Records:
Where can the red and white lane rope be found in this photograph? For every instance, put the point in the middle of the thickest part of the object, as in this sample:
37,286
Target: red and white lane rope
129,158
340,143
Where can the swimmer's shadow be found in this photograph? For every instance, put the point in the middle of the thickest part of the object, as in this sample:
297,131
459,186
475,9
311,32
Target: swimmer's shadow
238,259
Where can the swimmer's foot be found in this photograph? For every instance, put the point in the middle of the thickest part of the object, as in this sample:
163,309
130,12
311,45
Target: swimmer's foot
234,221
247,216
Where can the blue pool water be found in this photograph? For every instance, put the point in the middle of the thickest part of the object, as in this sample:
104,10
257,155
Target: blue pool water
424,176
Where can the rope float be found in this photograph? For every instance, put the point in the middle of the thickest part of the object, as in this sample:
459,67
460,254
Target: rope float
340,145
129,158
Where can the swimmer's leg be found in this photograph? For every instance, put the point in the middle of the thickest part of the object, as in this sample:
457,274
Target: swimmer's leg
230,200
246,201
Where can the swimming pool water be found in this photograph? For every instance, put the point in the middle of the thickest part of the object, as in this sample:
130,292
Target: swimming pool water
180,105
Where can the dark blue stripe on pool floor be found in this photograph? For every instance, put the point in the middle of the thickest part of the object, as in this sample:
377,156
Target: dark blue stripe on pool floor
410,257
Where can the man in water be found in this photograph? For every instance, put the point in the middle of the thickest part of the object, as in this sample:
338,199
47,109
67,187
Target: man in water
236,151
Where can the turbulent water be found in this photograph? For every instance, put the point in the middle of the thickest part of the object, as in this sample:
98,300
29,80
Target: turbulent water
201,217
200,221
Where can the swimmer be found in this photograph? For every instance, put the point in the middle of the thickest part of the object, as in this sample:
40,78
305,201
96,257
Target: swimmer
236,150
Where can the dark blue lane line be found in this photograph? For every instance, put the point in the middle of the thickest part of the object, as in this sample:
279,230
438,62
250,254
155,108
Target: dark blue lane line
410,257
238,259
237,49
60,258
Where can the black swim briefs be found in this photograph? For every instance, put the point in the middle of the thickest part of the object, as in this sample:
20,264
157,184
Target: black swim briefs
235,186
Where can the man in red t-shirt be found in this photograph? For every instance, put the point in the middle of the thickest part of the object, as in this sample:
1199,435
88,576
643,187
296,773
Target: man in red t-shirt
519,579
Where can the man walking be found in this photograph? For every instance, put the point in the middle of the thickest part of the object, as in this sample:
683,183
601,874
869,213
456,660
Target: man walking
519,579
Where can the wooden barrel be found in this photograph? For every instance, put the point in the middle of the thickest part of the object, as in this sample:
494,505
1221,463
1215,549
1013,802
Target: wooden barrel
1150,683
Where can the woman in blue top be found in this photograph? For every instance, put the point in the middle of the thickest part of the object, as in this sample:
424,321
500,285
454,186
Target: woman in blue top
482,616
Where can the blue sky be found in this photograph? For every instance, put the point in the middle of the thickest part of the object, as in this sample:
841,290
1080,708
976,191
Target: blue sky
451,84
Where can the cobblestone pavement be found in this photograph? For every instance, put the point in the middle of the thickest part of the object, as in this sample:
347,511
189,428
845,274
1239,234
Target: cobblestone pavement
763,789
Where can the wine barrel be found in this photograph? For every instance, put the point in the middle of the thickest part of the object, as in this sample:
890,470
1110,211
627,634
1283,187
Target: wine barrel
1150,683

Exercise: Your job is to write out the data exactly as it stands.

Result of the task:
Where can the red and white lane rope be found in this photograph? For every instance, put the point in the middle of the thickest part of the object, as in this sample:
37,286
Target: red and white lane rope
129,158
340,143
Where can the swimmer's shadow be found in this photograph? For every instance, put the point in the middle of the thickest part of the object, as in this sample:
297,131
459,186
475,9
311,32
Target: swimmer's shadow
238,259
Where can the swimmer's foot be found in this photograph? For every instance, put the point in the middle of the thickest part of the object, as in this sample:
163,309
130,12
311,45
Target: swimmer's foot
234,221
247,216
Where can the blue pool water be found in this photograph? For every instance, put the point in the middle of the thickest part of the object, as in this sample:
104,10
257,155
Target: blue pool water
424,176
Where can the rope float be found in this photograph? For every instance, put the point in the middle of the thickest part of the object, as in this sample:
459,67
460,254
Target: rope float
340,145
129,158
Where can the swimmer's leg be found in this photograph? For every instance, put the point in the middle of the thickest part of the object, as in this sample:
457,274
Target: swimmer's leg
230,200
246,201
Where can the swimming pool water be found in this photograph? For every instance, put the point in the middle of the thickest part of the object, as in this sample:
130,292
Target: swimming pool water
180,105
Where can the dark blue stripe on pool floor be found in this photograph? For every instance, put the point in the middle of the thickest part of the object, as in this sample:
377,156
Target: dark blue stripe on pool floor
410,257
Where can the man in water be found in this photograph? For every instance, put the point in the middle of the thickest part of the object, as in this sample:
338,199
47,109
67,187
Target: man in water
236,151
Where can the turbulent water be found in this photograph? For every instance, put the point in the middle of the thickest part of the object, as in this sample:
98,300
29,80
Target: turbulent water
201,217
200,221
Where can the swimmer be found in this photograph? For every instance, put the point in the middle of the thickest part of the object, as in this sample:
40,78
305,201
96,257
Target: swimmer
236,150
Where can the dark blue lane line be found in this photograph? For every instance, put the point in the middle of the thickest part of the object, as in this sample:
279,230
438,62
250,254
155,108
Target: dark blue lane line
410,257
238,259
237,49
60,258
Where can the black swim briefs be found in this photograph? For every instance, put the point in the middle of the thickest part of the object, as in this sample:
20,264
157,184
Target: black swim briefs
235,186
Where can the man in red t-shirt be found in this photograph? For every instance, put the point in the middle of the thickest part of the object, as in this sample:
1199,435
88,576
643,187
296,773
Target: man in red t-shirt
519,579
Where can the man walking be found in this photograph? For every instance, put the point in the middle of the thickest part of the object, as in this sample:
683,183
601,874
869,213
456,660
Target: man walking
519,579
Where can the wooden barrel be found in this photograph? For every instance, put the point in the middle of the thickest part of the object, as in this sample:
494,505
1221,463
1215,549
1013,802
Target: wooden barrel
1150,683
Where can the woman in blue top be found in this photograph? For every instance, put the point in the middle of the thickest part of the object, as in this sample:
424,321
500,285
454,186
Target: woman in blue top
482,616
Where can the blue sky be found in this photograph? For every instance, put the point in the middle of the thickest part of the object, as in this sample:
841,290
1080,708
976,191
Target: blue sky
451,84
Where can the cobblestone pavement be found in this photograph? For every instance, put the point in the middle of the thickest part of the object, as in this sample:
347,511
189,428
845,274
1239,234
Target: cobblestone pavement
763,789
Where can the wine barrel be found in this photograph? For every instance, put the point in the middle of the thickest part of the object, as in this sample:
890,470
1110,211
627,634
1283,187
Target: wine barrel
1150,683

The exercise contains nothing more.